What seems more likely is that if Adrian VI had survived for a while longer, and had not been succeeded by Clement VII, and political necessities had not dictated otherwise, the reformation might have been shorter. Again, I might be biased, but if Queen Mary had had a child, the reformation in England would probably have died down. All of this, of course, is conjecture…
But that said, I wouldn’t bag, like that, all the Popes before Bl. Pius IX. Pius VII Benedict XIV, Innocent XI, Alexander VIII, Clement XI, all I think could be considered good popes. Benedict XIV must figure in any list of the great Popes.
Keep in mind, for all that can be said about Italians, in many ways, they were, as a group, more cosmopolitan than those from the rest of the world. All of this is not to say, of course, that Italians are necessarily good Popes, just that if they are bad popes, it is not because they are not from France or Germany or England.
“some writers have lamented the fact that Reginald Pole-the ‘real’ one-, lost the Papal election and if he had indeed won, the Reformation may not have occurred as he would have reformed the Church .”
Two points:
1. Although not elected Pope, nevertheless Pole had a strong influence on the Counter-Reformation in Europe; see the last chapter of Prof. Eamon Duffy’s recent Fires of Faith: Catholic England under Mary Tudor.
2. Pole renounced any errors which he might have held regarding justification even before the promulgation of the relevant Tridentine decree, which (promulgation) was itself before the 1549-1550 conclave in which Pole was a leading contender.
So I would not expect the course of the Counter-Reformation, whether with respect to doctrinal or pastoral matters, to have gone significantly differently under a Pole Papacy.
Nobody is saying that error would have furthered unity, CP, just emphasis. It is arguable that Pole’s emphases, as evident in England, would on a larger scale, have had a different effect, but I don’t think it to be the case. I think other things were at work there. It might offend certain people here, but I think it is at least a good historical thesis, that quite a lot of the reformation, for better or for worse had to do with the secular power and its ambitions.
Keep in mind that St. Pius V became Pope after this. The Reformation wasn’t just about Justification, Grace and Free will. Trent on Justification is the best statement on the topic, and I can’t see how anyone can go any further in allaying Protestant concerns, and still be true to the Faith as was received. As, of course, it ought to be.
Adrian VI and Pope Pole. Two “might have beens” that were’nt.
“quite a lot of the reformation, for better or for worse had to do with the secular power and its ambitions.”
Agreed.
One last thing on this sub-thread: Kiran, you noted that
“The Reformation wasn’t just about Justification, Grace and Free will.”
True, of course, but the reason why that was the only point which I raised is because that is the only point on which Pole is reputed to have been (purely materially, and not for long) heterodox; he held, among other things, the true doctrine of the Holy Eucharist, and was one of the few contemporary Englishmen (of whom we know, at least) who understand the true meaning of Scripture’s Petrine passages. I recently read Prof. Duffy’s Fires of Faith (as one would have gleaned from my earlier comment) and was amazed at how profoundly and consistently, and from how early in his life, a Papalist (a term which I don’t use in any derogatory sense) he was.
-*-*-
[GIVEN REQUEST A]
In the records starting at the line containing "the green metal" and ending at the line containing "[(1203, 686)]", swap "potted plant" for "flowering plant" and give those lines back with nothing else changed.
-*-*-
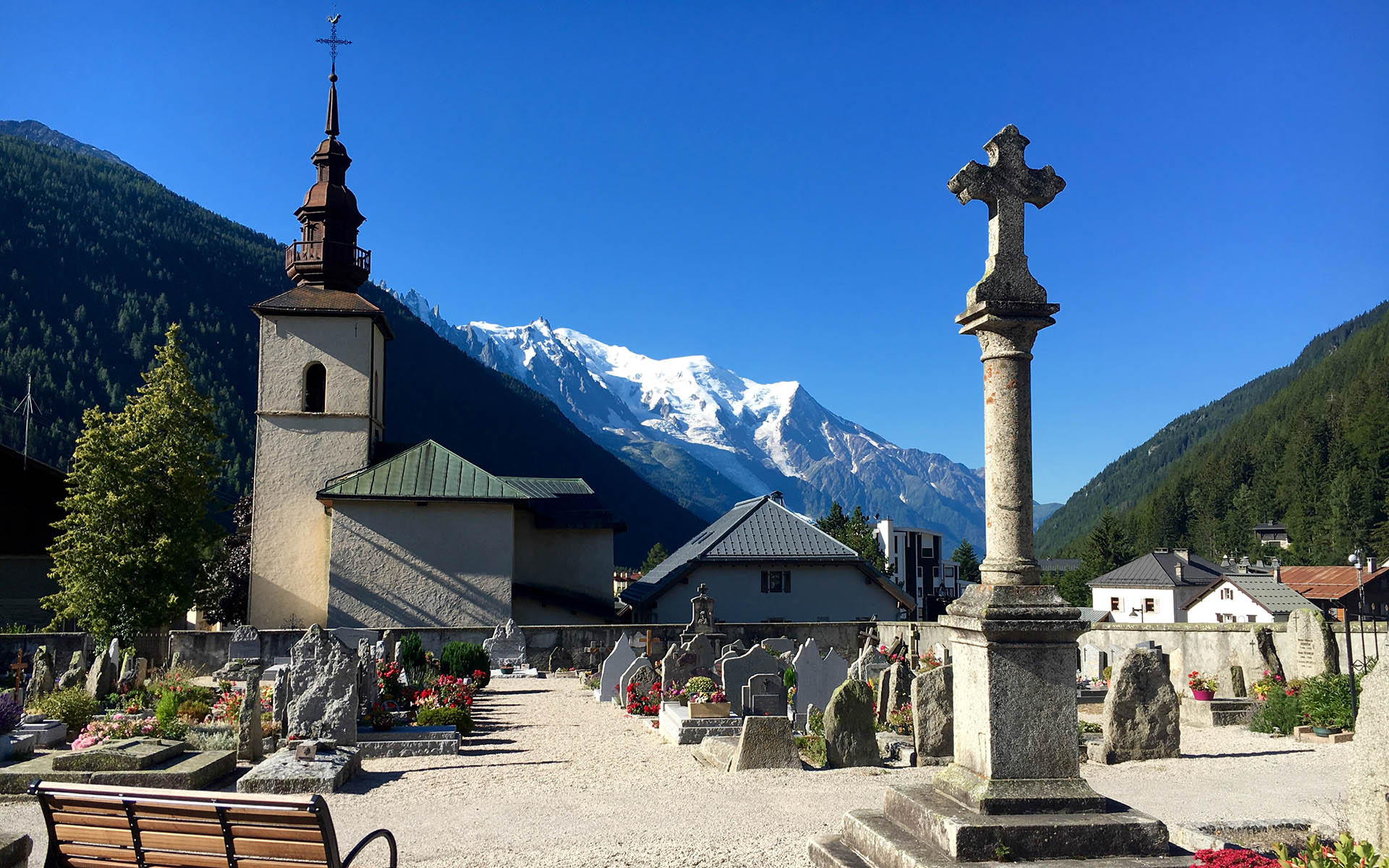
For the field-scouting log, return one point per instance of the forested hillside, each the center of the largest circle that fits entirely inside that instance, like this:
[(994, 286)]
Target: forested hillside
[(1314, 454), (96, 260), (1139, 471)]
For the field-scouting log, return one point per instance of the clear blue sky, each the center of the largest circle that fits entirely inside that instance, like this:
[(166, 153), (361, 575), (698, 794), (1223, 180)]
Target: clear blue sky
[(764, 182)]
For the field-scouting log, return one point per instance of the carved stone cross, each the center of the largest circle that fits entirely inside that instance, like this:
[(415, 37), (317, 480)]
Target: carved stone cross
[(1006, 185)]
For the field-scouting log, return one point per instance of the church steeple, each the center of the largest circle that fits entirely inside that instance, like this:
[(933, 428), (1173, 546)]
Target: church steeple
[(327, 255)]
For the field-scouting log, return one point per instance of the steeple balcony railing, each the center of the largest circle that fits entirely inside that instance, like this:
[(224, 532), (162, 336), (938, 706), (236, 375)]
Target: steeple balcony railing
[(332, 255)]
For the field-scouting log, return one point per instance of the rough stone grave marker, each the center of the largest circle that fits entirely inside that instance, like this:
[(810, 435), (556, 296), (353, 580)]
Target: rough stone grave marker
[(1142, 712), (817, 677), (738, 671), (506, 647), (245, 643), (323, 689), (613, 668)]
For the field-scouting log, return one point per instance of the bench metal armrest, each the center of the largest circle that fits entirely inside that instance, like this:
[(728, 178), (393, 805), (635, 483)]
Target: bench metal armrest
[(391, 842)]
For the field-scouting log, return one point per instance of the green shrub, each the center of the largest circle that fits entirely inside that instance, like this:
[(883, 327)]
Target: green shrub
[(413, 658), (72, 706), (1278, 712), (446, 717), (1325, 700), (463, 659), (700, 685), (167, 714)]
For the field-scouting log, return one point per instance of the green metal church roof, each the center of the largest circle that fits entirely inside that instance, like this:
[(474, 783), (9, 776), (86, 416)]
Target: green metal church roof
[(430, 471)]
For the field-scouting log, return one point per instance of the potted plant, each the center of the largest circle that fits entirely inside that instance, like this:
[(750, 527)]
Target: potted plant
[(1203, 686)]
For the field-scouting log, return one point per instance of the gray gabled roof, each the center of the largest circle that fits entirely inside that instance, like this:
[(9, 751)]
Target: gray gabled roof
[(759, 529), (1159, 570), (1262, 588)]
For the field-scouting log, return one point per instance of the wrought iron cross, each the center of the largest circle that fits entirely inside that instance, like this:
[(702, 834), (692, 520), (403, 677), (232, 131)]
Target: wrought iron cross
[(332, 42), (1006, 185)]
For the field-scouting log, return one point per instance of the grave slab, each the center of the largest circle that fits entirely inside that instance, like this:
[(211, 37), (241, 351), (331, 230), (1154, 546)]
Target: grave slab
[(282, 773)]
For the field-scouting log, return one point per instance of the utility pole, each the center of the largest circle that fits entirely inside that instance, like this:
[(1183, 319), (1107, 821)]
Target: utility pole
[(27, 409)]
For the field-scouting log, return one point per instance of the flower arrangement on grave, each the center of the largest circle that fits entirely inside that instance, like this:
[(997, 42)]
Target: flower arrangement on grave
[(1200, 684), (388, 681), (645, 705), (899, 720), (116, 727), (1233, 859), (1271, 684)]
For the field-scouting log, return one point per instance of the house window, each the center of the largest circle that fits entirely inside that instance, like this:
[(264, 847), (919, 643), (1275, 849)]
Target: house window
[(777, 581), (315, 388)]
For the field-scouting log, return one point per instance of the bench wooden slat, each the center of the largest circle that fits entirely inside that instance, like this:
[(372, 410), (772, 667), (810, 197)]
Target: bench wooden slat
[(93, 835)]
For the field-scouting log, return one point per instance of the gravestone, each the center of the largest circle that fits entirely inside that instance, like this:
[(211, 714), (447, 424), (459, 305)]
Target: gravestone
[(764, 694), (279, 697), (1369, 785), (641, 676), (817, 677), (560, 659), (1314, 650), (933, 720), (702, 616), (249, 744), (101, 681), (323, 689), (367, 688), (507, 646), (1262, 642), (765, 742), (1142, 712), (245, 643), (870, 664), (1094, 663), (613, 668), (42, 679), (849, 732), (739, 670), (898, 678), (75, 673)]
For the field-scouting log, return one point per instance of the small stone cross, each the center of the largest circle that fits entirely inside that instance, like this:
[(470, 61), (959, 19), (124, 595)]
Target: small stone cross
[(17, 667), (1006, 185)]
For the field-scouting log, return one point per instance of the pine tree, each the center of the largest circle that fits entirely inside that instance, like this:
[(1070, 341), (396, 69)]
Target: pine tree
[(969, 561), (655, 556), (134, 545)]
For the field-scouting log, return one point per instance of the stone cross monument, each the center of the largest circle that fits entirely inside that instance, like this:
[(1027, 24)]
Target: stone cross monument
[(1014, 638)]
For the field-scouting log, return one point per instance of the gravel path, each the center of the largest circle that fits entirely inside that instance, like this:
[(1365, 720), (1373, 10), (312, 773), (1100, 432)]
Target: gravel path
[(551, 778)]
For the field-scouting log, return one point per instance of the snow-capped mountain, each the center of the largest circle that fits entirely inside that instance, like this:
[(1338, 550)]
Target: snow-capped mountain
[(710, 438)]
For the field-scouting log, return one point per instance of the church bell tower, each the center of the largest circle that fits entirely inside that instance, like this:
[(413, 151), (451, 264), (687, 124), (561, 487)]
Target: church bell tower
[(320, 393)]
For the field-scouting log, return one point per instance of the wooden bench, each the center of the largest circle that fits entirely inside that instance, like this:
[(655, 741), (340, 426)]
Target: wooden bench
[(119, 827)]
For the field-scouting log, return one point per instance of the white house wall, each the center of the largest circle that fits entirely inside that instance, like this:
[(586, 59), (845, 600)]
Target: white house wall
[(400, 564), (820, 592)]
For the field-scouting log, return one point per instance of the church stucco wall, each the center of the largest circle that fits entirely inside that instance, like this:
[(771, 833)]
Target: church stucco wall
[(574, 560), (400, 564), (297, 451), (830, 592)]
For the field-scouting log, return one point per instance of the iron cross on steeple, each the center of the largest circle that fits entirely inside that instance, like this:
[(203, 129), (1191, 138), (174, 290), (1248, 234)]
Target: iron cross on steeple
[(332, 42), (1006, 185)]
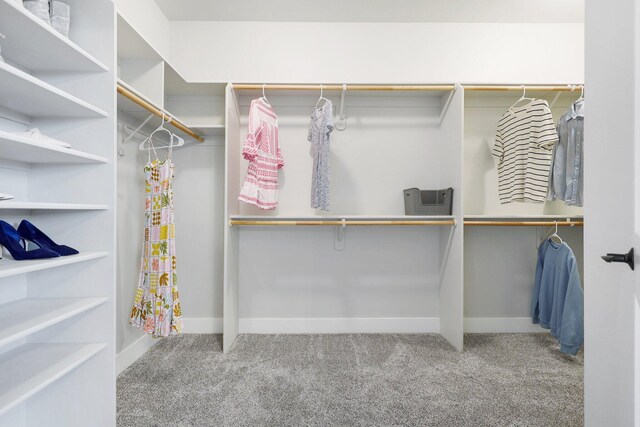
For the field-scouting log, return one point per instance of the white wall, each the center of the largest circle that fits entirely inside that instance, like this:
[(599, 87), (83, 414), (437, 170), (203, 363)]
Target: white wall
-*-*-
[GIVEN REQUEST B]
Carry on the discussion of Reginald Pole and the Reformation from the point where it stops.

[RESPONSE A]
For the field-scouting log, return one point per instance of the green metal church roof, each the center of the largest circle that fits entirely inside that instance, like this:
[(474, 783), (9, 776), (86, 416)]
Target: green metal church roof
[(430, 471)]
For the field-scouting log, return one point per instance of the flowering plant, each the center of the largest circle that fits entirely inside that instance, like this:
[(750, 527)]
Target: flowering plant
[(1203, 686)]

[RESPONSE B]
“the reason why that was the only point” … of doctrine, I should say.
Correction: change
“who understand the”
to
“who understood the”
So did I read (though only part of the way unsurprisingly at this juncture of my life) that book! Was it not good! And yes, it does give a much more balanced picture of Pole than does some earlier scholarship
Yes. I could see that. But that sentence of mine was directed at the original question.
Dear David
You say: “Thus, it seems more important to me that Newman and, one day, Ratzinger are recognised as Doctors of the Church than that they are recognised as saints. The former is something that we can judge – the latter is up to God.”
I could not agree less. The recognition of Saints with a capital ‘S’ is a matter for the Church. ‘Whatever you bind on earth …” Yes, it is up to God and God guides His Church as He has promised us. The Church can both proclaim who are the Saints (with a capital ‘S’) AND who is a doctor of the Church. I concur with Kiran when he says: ” Preaching Christ comes out of bearing Christ.”
I don’t claim to be an authority on modern Italy, but I’m told by those who are that the former papal states are often the most anti-clerical parts of Italy – which bears out David’s point.
No; a doctor of the Church must be a saint for a very practical reason. Good theology is not just concerned with the accumulation of knowledge; good theology is firmly orientated toward sanctity. So we do not just value St Augustine because of his knowledge or because his teachings are so foundational to Christian doctrine; we value his teachings because they enabled him to become a saint, because they led him to goodness and to a praiseworthy devotion to God. So, the reasoning goes, if we learn his teachings and try to understand his theology, we too might become a saint (ignoring the obvious point that grace is essential too.)
There are lots of professional theologians who have made substantial contributions to the intellectual life of the Church and whose works will continue to be treasures to the Church. I do not see the point, however, of promoting these theologians to the dignity of ‘Doctor of the Church’, a title which means that all Catholics should read their works, if their works did not lead them to sanctity.
I agree but with a minor modification. The decree doesn’t mean all Catholics should read their works, nor even that everything in their works is right, only that the major part of their works can be profitably read. They are recommended reading, if you like.
Particular Doctors suit particular people. Not everyone, for instance, would find a reading of St. Alphonsus profitable. Nor, for instance, despite his being a Doctor of the Church, is St. Robert Bellarmine’s bizarre ideas about Papal deposition recommended. I might be revealing some of my own prejudices here, but all of these make sense, since the doctors, even though they had an intimate relationship with God, were still human and prone to predilections and the influence of their times, and moreover disagreed with each other. One cannot at the same time, here down below, be both a Thomist and a Bonaventuran, for instance, or a Thomist and a Suarezian.
Granted. The point I was making is that a Doctor of the Church isn’t just, or even, a professional theologian. If a theologian happens to be very intelligent and make an outstanding contribution to a theologian discipline, then let the academies remember him. If, however, that theologian is saintly and his works may be useful not just to academics but to all Christians, then call him a Doctor of the Church.
I think your modification works. I didn’t mean to say ‘all Catholics should read their work’. I meant that all Catholics should find their works (or, as you say, a major part) profitable.
St Edith Stein is a Doctor of the Church but I have never read of any quoting from anything she has written. Why was she made a doctor of the Church?
She isn’t. St Teresa of Avila and St Therese of Lisieux are doctors of the Church however. Along with St John of the Cross, they are the only Carmelite doctors.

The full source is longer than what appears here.